**Consignes de travail:**
1. Indiquez si chacune des affirmations suivantes concorde avec le texte sur l'autonomie de la Corse, en répondant par oui ou par non et en citant les mots décisifs du texte. (a) Le texte présente l'autonomie de la Corse comme déjà acquise. (b) Le texte attribue la formule « Pense pas grand, fait petit » à Zazie. (c) Parmi les faveurs accordées à la Corse, le texte mentionne un taux de TVA avantageux.
2. Prolongez le texte sur l'autonomie de la Corse après sa dernière phrase.

**Texte à lire:**

• • • •

Parva non est
pulchra
Il semblerait que ça y est, que c’est pour bientôt, qu’un compromis semblerait pouvoir se dessiner : la Corse pourra être bientôt autonome.
Un beau mot qui s’écrit « indépendance » dans quelques langues ou patois indigènes : « Think local, act local » diraient les Anglais (ou les Américains). « Pense pas
grand, fait petit » aurait dit Zazie.
Dans le cas de la Corse, on se demande quelle différence il y a entre autonomie, indépendance et la pratique actuelle. Quand on voit fonctionner cette micro-société avec ses macro-clans et
ses macro-familles, on est vraiment surpris d’entendre: « On veut être entre nous, chez nous, et rien que nous ». La Corse n'a-t-elle pas toujours été choyée? Un pt’it
avantage fiscal, ici, un taux de TVA sympa, là, et puis, une justice benoite qui sait fermer les yeux quand il faut, parce que, à tout bien réfléchir, le mental insulaire est une sorte de mental
carcéral : les Corses n’ont pas la chance de vivre à Romorantin ou de reposer dans les douceurs angevines.

• • • •

**Extrait de données:**
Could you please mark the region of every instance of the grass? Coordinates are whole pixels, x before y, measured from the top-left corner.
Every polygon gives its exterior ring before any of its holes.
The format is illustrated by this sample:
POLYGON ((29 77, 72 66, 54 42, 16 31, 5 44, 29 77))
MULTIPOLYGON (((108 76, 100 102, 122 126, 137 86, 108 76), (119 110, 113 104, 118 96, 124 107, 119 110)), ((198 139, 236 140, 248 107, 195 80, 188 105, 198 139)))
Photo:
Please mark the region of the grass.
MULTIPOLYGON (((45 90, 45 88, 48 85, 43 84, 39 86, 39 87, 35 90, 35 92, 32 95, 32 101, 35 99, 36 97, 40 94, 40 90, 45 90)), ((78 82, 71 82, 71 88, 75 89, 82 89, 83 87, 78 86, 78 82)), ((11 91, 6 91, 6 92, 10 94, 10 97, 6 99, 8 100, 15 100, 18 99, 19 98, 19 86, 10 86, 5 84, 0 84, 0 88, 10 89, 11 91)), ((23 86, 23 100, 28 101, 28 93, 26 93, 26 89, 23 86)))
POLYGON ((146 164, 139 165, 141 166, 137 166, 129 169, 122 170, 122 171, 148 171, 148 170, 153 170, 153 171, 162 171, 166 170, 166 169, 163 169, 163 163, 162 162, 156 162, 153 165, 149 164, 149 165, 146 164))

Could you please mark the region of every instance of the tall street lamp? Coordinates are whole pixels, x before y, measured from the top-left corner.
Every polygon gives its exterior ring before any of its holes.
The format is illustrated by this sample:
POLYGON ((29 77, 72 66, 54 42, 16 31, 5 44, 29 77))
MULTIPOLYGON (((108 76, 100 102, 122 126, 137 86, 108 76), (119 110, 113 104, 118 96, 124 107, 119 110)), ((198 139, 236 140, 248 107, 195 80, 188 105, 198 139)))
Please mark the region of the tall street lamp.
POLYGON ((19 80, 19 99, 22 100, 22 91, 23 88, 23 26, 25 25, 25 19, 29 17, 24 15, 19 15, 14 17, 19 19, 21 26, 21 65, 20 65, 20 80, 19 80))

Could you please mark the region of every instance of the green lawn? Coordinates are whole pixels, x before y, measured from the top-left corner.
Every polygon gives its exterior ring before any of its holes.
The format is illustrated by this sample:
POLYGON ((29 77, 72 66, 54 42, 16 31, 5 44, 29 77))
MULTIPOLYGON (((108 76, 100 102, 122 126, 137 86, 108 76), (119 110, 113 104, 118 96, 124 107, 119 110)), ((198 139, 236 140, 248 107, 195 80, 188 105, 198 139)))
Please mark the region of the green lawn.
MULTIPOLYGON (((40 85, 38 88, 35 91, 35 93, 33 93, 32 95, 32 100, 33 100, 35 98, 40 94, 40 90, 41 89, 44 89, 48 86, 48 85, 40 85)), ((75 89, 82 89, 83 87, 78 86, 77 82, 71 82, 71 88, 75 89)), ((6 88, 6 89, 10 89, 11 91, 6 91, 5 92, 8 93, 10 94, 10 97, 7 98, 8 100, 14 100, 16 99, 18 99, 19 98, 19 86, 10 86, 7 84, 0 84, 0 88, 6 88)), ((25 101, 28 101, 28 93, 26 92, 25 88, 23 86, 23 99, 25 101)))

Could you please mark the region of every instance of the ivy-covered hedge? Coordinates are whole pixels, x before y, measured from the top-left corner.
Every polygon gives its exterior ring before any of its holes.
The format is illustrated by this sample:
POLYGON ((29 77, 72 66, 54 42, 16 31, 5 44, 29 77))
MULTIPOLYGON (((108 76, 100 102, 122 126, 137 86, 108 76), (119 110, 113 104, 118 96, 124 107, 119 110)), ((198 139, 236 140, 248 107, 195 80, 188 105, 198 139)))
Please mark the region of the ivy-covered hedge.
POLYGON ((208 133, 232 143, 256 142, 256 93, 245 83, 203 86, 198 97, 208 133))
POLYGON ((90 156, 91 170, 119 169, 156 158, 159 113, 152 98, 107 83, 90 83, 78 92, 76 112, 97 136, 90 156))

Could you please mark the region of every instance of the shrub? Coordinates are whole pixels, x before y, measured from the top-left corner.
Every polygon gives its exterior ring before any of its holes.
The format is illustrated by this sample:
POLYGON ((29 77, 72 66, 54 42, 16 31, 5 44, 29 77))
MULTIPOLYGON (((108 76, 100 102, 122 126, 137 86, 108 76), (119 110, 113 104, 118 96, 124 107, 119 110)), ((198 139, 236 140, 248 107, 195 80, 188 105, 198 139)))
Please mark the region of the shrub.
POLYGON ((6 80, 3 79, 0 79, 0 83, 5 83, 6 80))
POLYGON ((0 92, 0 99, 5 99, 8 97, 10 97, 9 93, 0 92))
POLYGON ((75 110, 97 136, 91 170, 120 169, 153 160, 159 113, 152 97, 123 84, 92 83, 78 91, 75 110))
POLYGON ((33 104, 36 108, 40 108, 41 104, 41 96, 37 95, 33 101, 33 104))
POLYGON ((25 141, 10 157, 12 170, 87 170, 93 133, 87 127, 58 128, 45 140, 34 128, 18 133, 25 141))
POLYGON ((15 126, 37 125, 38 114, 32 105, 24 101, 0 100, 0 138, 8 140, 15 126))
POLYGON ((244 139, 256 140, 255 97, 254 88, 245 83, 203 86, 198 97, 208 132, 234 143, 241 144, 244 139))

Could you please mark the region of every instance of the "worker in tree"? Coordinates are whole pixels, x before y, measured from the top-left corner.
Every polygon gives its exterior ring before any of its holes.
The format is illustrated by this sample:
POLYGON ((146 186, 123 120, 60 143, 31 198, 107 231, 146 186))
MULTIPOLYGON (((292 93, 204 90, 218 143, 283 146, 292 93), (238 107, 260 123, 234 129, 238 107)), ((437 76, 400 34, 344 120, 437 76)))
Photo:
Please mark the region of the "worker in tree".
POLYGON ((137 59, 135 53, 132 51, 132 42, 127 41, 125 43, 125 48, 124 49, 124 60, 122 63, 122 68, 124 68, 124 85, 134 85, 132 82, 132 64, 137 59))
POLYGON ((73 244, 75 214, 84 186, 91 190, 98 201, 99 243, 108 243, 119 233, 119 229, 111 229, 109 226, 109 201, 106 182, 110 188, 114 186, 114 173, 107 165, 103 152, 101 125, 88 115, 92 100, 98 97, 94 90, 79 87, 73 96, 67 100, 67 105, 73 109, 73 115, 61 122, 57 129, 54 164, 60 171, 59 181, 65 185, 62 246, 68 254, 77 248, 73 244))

• • • •

**Résultats:**
1.
(a) Non : « la Corse pourra être bientôt autonome ».
(b) Oui : « « Pense pas grand, fait petit » aurait dit Zazie ».
(c) Oui : « un taux de TVA sympa ».

2.
Noter qu' être petit et être indépendant n'a rien de contradictoire : pensez à Monaco, pensez aussi au pays d’Andorre. Et allons plus loin : le Luxembourg a à peine deux fois
plus d’habitants que la Corse… Regardons encore plus loin : l’Amérique du Sud. Quelques petits Etats indépendants y sont devenus des havres de paix permettant les échanges les plus sereins
de toutes les drogues depuis les plus naturelles jusqu’aux fameuses drogues de synthèse.
Allons, ne faisons pas tant d’histoires. Comme le dirait un Corse cultivé : nous sommes en démocratie et si le peuple dans sa grande sagesse décide d’un statut d’autonomie, alors, le peuple a
raison. Bien sûr que ce n’est pas malin de voir de grands ensembles nationaux se disloquer ! Sans affection particulière pour nos voisins britanniques, je ne peux m’empêcher de penser que
leur séparation d’avec l’Ecosse serait un mauvais calcul, genre brexit en plus grotesque. Ne parlons pas de la Catalogne qui a même trouvé le moyen de négocier l’envoi de troupes russes contre
les tentatives centralisatrices du gouvernement de Madrid.
Ce n’est pas malin, il est vrai, mais les principes de liberté sont les principes de liberté surtout quand ils s’appuient sur les principes de la démocratie.
Mais, voilà une petite voix venue du fin fond des citations cyniques qui me dit : « Appuyez-vous sur les principes, ils finissent toujours par céder ». Et je ne peux m’empêcher de
penser : « Surtout quand l’argent se met de la partie ».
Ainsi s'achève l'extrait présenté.